[Extracted records]
----------

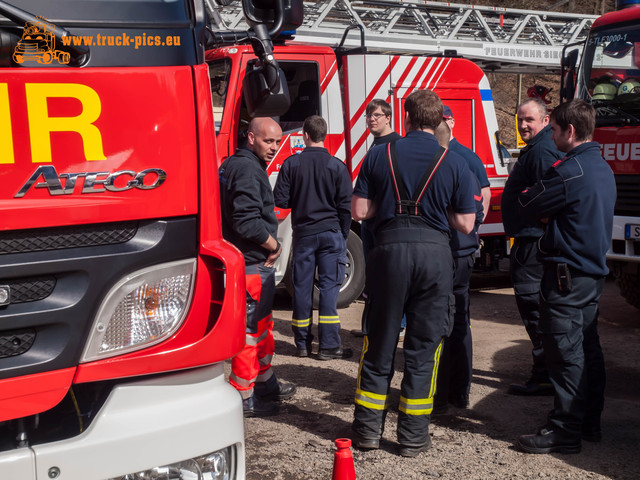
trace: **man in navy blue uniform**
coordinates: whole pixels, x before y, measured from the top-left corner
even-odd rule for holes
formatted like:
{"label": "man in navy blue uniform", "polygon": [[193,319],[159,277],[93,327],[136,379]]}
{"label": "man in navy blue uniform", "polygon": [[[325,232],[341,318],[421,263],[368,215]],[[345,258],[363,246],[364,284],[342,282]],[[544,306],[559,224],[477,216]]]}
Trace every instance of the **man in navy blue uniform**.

----------

Retype every record above word for word, leaving out any pictures.

trace: **man in navy blue uniform**
coordinates: whole pixels, x before y, measured from the top-left corner
even-odd rule for holes
formatted like:
{"label": "man in navy blue uniform", "polygon": [[193,319],[159,277],[93,327],[136,379]]}
{"label": "man in navy blue uniform", "polygon": [[[325,232],[341,318],[421,263],[368,215]],[[345,258],[363,246],[364,284],[342,282]],[[544,306],[559,224],[477,216]]]}
Trace every instance of the **man in navy blue uniform**.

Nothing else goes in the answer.